» **Wybrany fragment**
= = = =
Polak miał pałkę. Więc go aresztowali
Serfując po niderlandzkojęzycznym internecie w poszukiwaniu tekstów o „Polen” czasem trafia się na takie perełki: tekst zatytułowany „Mężczyzna aresztowany w związku z nielegalnym posiadaniem broni”, z Polakiem w roli głównej.
Już myślimy: pistolet? Karabin? Granat? Nielegalny paralizator, taser?
Więc trafiamy na stronę policji prowincji Geldria i czytamy dalej: „W czwartek wieczorem (25 października) policja aresztowała 29-letniego Polaka pod zarzutem nielegalnego posiadania broni”. Napięcie rośnie.
„Policjanci przeprowadzali tego wieczoru kontrole drogowe na ulicy Verbindingsweg w Nijkerk”. Napięcie nadal rośnie.
= = = =
» **Dostarczone dane**
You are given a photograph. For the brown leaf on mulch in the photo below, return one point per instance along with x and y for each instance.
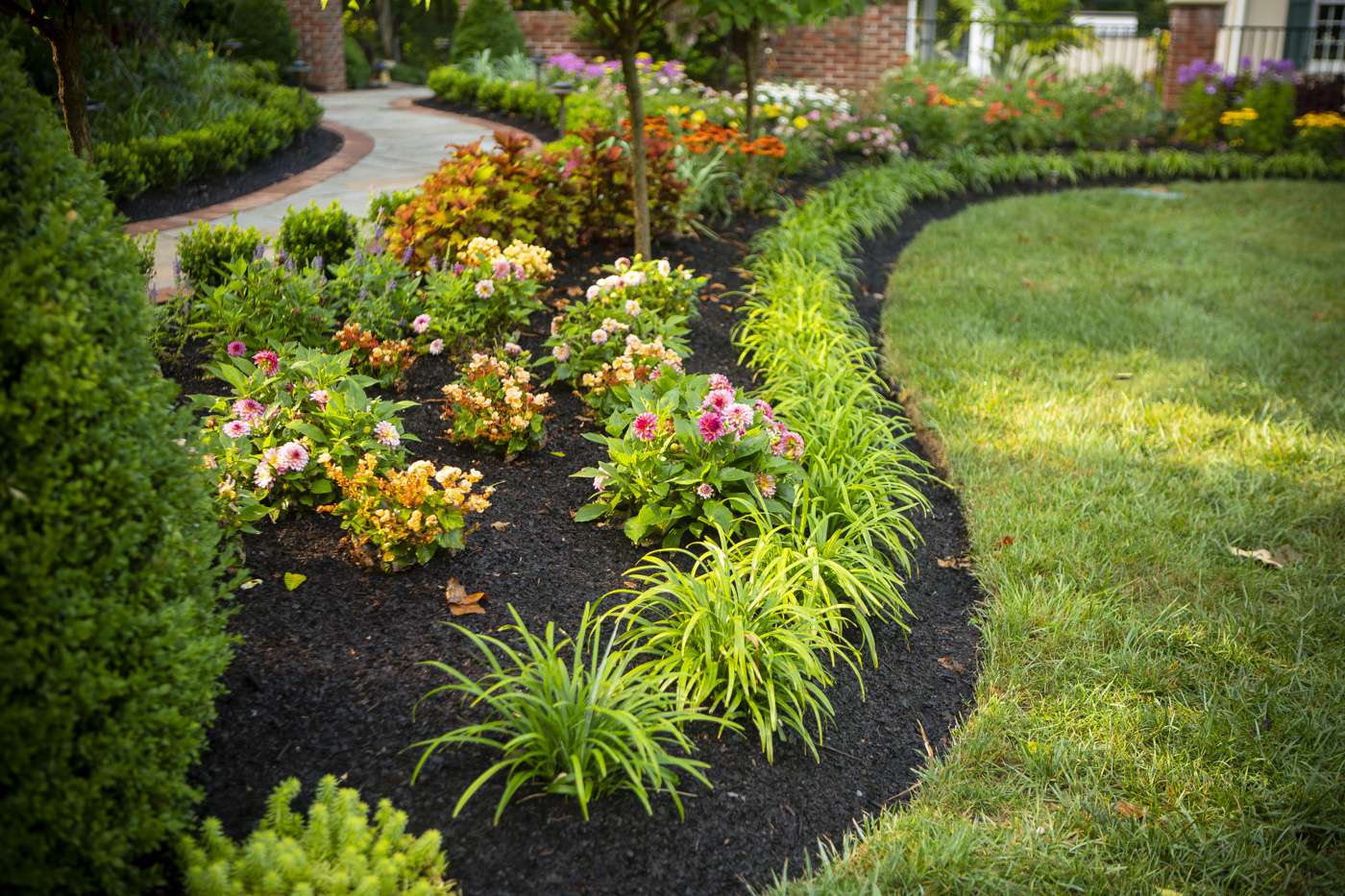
(1278, 559)
(460, 603)
(955, 666)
= = = =
» **Otrzymane polecenie**
Zacytuj dosłownie z tekstu o aresztowanym Polaku fragment od słów „Polak miał pałkę.” aż do słów „Nielegalny paralizator, taser?”.

» **Odpowiedź na zadanie**
Polak miał pałkę. Więc go aresztowali
Serfując po niderlandzkojęzycznym internecie w poszukiwaniu tekstów o „Polen” czasem trafia się na takie perełki: tekst zatytułowany „Mężczyzna aresztowany w związku z nielegalnym posiadaniem broni”, z Polakiem w roli głównej.
Już myślimy: pistolet? Karabin? Granat? Nielegalny paralizator, taser?